* Tasks *
1. Print the part of the forum thread on learning music theory that begins at the words "OMG! I have" and stops after the words "have already mentioned.".
2. Name every person or forum user that the forum thread on learning music theory mentions by name.
3. Resume the forum thread on learning music theory after the last sentence shown.

-------- Quoted text

OMG! I have to chime in here, too. Also a huge Guy Michelmore fan. I'm a n00b as regards theory, and I bought his theory courses just as a way to say "thanks" for one very specific thing he clarified. After years of wondering why are Perfect 4ths, and Perfect 5ths named that way(told you I was a n00b!) - one of his YouTube videos clarified it for me. I was ecstatic!  I remain grateful, and generally giddy to see new videos as well - like many of you have already mentioned.

Guy - props for your excellent work! If you ever have a day when you doubt your contribution, please come back and re-read this thread!


----------



## Jay Panikkar

Totally off-topic post.

@Markrs @el-bo Jason Allen's course covers a lot of topics, but I thought it was not put together very well. It feels like he's not using a proper script, notably in the initial lessons where he skims through many basic concepts. He uses MuseScore to teach notation, which is a great piece of software for the purpose, but he stumbles though it for some reason.

If you're new to music theory, I would suggest getting a hold of Trinity College or ABRSM music theory workbooks and going through them from Grade 1 through 8 at your own pace. Use past exam papers to test yourself. That's how I started learning music theory; started from zero like 3 years ago, and eventually cleared the exams. You can probably use Jason Allen's course to fill in the gaps as you're learning.


----------



## Markrs

Jay Panikkar said:


> Totally off-topic post.
> 
> @Markrs @el-bo Jason Allen's course covers a lot of topics, but I thought it was not put together very well. It feels like he's not using a proper script, notably in the initial lessons where he skims through many basic concepts. He uses MuseScore to teach notation, which is a great piece of software for the purpose, but he stumbles though it for some reason.

----------------
-------- Recorded data

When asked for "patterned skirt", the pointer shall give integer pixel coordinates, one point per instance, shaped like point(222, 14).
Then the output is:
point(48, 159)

----------------

* Task answers *
1.
OMG! I have to chime in here, too. Also a huge Guy Michelmore fan. I'm a n00b as regards theory, and I bought his theory courses just as a way to say "thanks" for one very specific thing he clarified. After years of wondering why are Perfect 4ths, and Perfect 5ths named that way(told you I was a n00b!) - one of his YouTube videos clarified it for me. I was ecstatic!  I remain grateful, and generally giddy to see new videos as well - like many of you have already mentioned.

2.
Guy Michelmore
Jay Panikkar
Markrs
el-bo
Jason Allen

3.
> 
> If you're new to music theory, I would suggest getting a hold of Trinity College or ABRSM music theory workbooks and going through them from Grade 1 through 8 at your own pace. Use past exam papers to test yourself. That's how I started learning music theory; started from zero like 3 years ago, and eventually cleared the exams. You can probably use Jason Allen's course to fill in the gaps as you're learning.


Great advice,i will look into those recommendations, thank you!


----------



## dylanmixer

This guy actually causes me to have fun when I am composing. I feel like I'm able to sit down and relax and not take it so seriously. What a treasure.


----------



## jmauz

LOVE Guy!! Once we get our pool installed I plan to jump into it with a MIDI controller in homage to him.


----------



## el-bo

MikeK said:


> Yes, I did finish it. For me, I was trucking along well with the first half because I knew some of the info, and was overwhelmed in the second half.
> 
> There’s a lot of great information, but for me, it would have been better in a setting where I was putting that knowledge to use right away.
> 
> But it’s important to note that I’m doing all this for personal enrichment. I’m not in a formal study where there’s structure and reinforcement of new information. So while it was overwhelming, I didn’t feel bad about it, nor did I feel I wasted my time. I know that certain things will stick only in practice or when you really need to know it.
> 
> I guess my feeling on the course (and any theory course like it) is that, to get the most out of it, you should be doing something else in conjunction with it that forces you to use what you’re learning.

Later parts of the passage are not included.